TEXTE FOURNI |
--------

Cet article date de plus d'onze ans.

Négociations sur le marché du travail : ce qui coince encore

Les discussions entre patronat et syndicats reprennent aujourd'hui et vendredi. Francetv info fait le point sur les sujets de crispations.

Article rédigé par Simon Gourmellet
France Télévisions
Publié Mis à jour
Temps de lecture : 7min
Les leaders du patronat et des syndicats lors de la grande conférence sociale du 9 juillet 2012. (CHARLES PLATIAU / POOL)

Deux jours pour trouver un accord. Les représentants du patronat et des syndicats se retrouvent, jeudi 10 et vendredi 11 janvier, pour parvenir à un compromis sur la "sécurisation de l'emploi". Et ce dernier round s'annonce musclé : depuis le début des négociations, le 4 octobre 2012, les deux parties n'ont eu de cesse d'afficher leurs désaccords sur cette réforme cruciale qui vise à fluidifier le marché du travail, en offrant davantage de souplesse aux entreprises et davantage de protection aux salariés.

--------

SECTION DES DONNÉES |
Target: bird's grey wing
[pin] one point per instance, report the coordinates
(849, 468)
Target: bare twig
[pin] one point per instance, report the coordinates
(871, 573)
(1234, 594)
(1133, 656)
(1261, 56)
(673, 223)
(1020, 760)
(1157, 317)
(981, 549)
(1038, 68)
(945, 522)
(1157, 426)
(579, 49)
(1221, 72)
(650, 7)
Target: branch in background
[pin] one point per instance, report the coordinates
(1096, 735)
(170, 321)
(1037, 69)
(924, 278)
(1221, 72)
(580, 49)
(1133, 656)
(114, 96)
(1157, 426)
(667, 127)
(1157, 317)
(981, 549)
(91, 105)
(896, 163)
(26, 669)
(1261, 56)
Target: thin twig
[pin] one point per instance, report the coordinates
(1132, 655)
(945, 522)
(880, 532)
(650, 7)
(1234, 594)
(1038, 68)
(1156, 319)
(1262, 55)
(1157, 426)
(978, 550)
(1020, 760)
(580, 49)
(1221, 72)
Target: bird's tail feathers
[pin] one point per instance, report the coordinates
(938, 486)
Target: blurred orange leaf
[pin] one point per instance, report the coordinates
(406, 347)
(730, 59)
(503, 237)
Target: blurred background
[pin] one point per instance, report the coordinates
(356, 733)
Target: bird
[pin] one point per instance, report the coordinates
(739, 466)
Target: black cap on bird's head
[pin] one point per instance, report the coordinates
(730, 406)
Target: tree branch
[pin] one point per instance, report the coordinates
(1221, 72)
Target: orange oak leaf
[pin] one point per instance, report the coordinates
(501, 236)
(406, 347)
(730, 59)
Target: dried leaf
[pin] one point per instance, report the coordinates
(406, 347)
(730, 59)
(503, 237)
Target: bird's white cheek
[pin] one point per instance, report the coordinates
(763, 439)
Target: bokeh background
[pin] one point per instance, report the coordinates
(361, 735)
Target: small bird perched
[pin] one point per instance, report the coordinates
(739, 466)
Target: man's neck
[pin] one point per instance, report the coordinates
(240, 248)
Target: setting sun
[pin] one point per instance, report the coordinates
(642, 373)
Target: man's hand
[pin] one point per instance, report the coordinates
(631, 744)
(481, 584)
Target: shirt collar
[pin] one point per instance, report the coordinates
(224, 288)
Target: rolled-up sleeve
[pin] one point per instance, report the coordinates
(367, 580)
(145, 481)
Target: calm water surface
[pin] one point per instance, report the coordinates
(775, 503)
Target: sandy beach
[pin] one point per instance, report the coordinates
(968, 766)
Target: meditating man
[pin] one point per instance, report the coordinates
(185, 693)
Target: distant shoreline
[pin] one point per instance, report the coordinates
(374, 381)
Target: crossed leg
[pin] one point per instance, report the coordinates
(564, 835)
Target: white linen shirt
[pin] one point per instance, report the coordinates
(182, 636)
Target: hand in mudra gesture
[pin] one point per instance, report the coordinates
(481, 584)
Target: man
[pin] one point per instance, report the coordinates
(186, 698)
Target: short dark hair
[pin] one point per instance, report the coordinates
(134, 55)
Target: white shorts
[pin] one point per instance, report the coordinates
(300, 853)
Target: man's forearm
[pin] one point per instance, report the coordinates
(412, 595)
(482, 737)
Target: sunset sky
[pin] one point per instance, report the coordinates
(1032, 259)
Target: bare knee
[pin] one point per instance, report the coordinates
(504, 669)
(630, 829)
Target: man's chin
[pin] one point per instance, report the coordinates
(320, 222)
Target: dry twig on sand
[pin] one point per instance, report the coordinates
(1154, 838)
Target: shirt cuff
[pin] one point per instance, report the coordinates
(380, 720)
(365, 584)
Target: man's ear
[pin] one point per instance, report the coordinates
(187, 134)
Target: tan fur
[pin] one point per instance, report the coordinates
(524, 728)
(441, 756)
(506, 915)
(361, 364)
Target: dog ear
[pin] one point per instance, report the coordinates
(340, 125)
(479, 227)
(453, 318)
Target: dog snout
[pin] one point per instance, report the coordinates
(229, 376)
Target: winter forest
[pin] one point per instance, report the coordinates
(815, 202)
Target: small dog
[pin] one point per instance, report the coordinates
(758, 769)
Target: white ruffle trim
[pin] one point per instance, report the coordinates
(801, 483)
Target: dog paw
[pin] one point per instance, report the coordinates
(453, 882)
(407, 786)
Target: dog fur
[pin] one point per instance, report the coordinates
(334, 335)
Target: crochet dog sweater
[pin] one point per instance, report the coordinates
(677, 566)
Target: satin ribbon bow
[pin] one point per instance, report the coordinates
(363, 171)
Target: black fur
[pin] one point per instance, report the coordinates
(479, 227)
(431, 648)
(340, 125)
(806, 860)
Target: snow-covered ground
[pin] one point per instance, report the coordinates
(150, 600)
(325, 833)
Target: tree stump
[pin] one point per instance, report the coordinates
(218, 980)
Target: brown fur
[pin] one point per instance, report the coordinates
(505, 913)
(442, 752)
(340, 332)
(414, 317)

--------

CONSIGNES DE TRAVAIL |
(1) Reportez sous forme de liste numérotée les lignes des enregistrements allant de celle qui contient "Target: snow-covered ground" jusqu'à la fin des enregistrements, ces deux bornes incluses, en omettant les lignes vides.
(2) Poursuivez l'article sur les négociations du marché du travail à partir de sa dernière phrase.
L'article et les enregistrements n'ont aucun lien entre eux.

RÉPONSES PAR CONSIGNE |
(1)
1. Target: snow-covered ground
2. [pin] one point per instance, report the coordinates
3. (150, 600)
4. (325, 833)
5. Target: tree stump
6. [pin] one point per instance, report the coordinates
7. (218, 980)
8. Target: brown fur
9. [pin] one point per instance, report the coordinates
10. (505, 913)
11. (442, 752)
12. (340, 332)
13. (414, 317)

(2)
Le gouvernement espérait qu'un compromis "historique" serait trouvé avant la fin de l'année 2012, ce qui n'a finalement pas été le cas. Mais l'exécutif continue de voir dans cette réforme un élément primordial de la lutte contre le chômage, qui pourrait contribuer à inverser la courbe du nombre de demandeurs d'emploi d'ici à la fin de l'année.

Une chose est certaine : pour qu'il y ait accord, il faut au moins la signature de trois des cinq centrales syndicales. Sujet par sujet, francetv info fait le point sur l'état des négociations.

Taxation des contrats courts : compromis difficile, mais...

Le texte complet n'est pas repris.